• **Objective**
Reproduce the listing below word for word, keeping every line in its original order.

• **Provided material**
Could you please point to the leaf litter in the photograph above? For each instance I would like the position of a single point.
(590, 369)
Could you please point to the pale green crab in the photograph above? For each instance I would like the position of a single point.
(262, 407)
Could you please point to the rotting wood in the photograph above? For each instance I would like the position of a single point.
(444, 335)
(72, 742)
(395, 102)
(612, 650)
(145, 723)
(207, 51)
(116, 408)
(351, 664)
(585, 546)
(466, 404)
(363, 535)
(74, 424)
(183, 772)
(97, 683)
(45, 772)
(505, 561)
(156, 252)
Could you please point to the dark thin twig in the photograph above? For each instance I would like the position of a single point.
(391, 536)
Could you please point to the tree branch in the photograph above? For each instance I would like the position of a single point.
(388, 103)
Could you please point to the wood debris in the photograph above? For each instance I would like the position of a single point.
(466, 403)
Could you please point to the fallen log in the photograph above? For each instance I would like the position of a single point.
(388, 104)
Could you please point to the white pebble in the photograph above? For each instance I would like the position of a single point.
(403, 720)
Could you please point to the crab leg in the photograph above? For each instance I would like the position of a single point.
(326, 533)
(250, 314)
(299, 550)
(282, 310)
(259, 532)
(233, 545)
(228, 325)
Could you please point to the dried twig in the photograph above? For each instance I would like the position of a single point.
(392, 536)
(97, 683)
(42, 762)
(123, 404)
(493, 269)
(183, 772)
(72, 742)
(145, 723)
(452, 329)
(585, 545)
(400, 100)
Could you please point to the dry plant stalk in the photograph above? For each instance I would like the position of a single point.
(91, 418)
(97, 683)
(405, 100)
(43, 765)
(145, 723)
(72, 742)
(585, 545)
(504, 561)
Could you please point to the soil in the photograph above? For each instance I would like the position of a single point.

• **Solution to this exercise**
Could you please point to the leaf litter in the photograph above? For each instance I would like the position of a single point.
(590, 369)
Could you please point to the pale green crab in the photograph above? For each instance I would like the position of a single point.
(262, 407)
Could you please point to the rotting wood in the photograph above? For each instance I would like the position of a single point.
(444, 335)
(72, 742)
(395, 102)
(612, 650)
(145, 723)
(207, 51)
(116, 408)
(351, 664)
(585, 546)
(466, 404)
(363, 535)
(74, 424)
(183, 772)
(97, 683)
(45, 772)
(505, 561)
(156, 252)
Could you please point to the dark thin twig in the photograph above? For each instance I would like the position of a single point.
(391, 536)
Could you please point to the tree branch in the photograph above? For each instance I would like the position of a single point.
(388, 103)
Could you please point to the wood debris in the photograph above? For each instance I would like the position of a single point.
(466, 403)
Could you please point to the fallen log in the photograph above? For each instance I would like the position of a single point.
(388, 104)
Could you please point to the white pebble in the photograph above? For each instance I would like the position of a single point.
(403, 720)
Could you please point to the crab leg in the photograph above? For each instance I would like the position of a single point.
(326, 533)
(250, 314)
(299, 550)
(282, 310)
(259, 532)
(233, 545)
(228, 325)
Could you please point to the dried twig in the photograph above? For each instance I would like the position of a single point.
(392, 536)
(97, 683)
(42, 762)
(123, 404)
(493, 269)
(183, 772)
(72, 742)
(145, 723)
(452, 329)
(585, 545)
(400, 100)
Could you please point to the dry plant stalk in the photograph above? For each instance I would like the position of a single point.
(91, 418)
(97, 683)
(405, 100)
(43, 765)
(145, 723)
(72, 742)
(585, 545)
(504, 561)
Could you please point to the soil in the photograph above? For each instance I would like the position of a single point.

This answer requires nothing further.